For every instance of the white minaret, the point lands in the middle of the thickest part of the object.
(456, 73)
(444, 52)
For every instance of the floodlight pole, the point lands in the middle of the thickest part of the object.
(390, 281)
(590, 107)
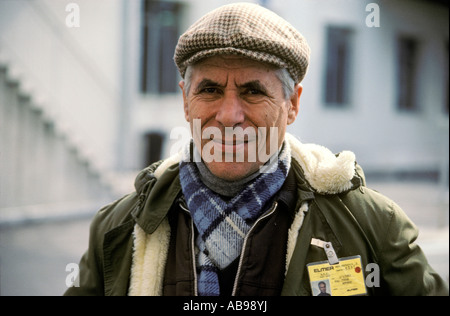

****************

### Short problem
Please quote the records word for word, starting at the line containing "For every instance of the floodlight" and continuing through the end of the records, both ends included, and leave out the pictures.

### Complete response
For every instance of the floodlight pole, the point lands in the middle of the thickest part of the object.
(390, 281)
(590, 107)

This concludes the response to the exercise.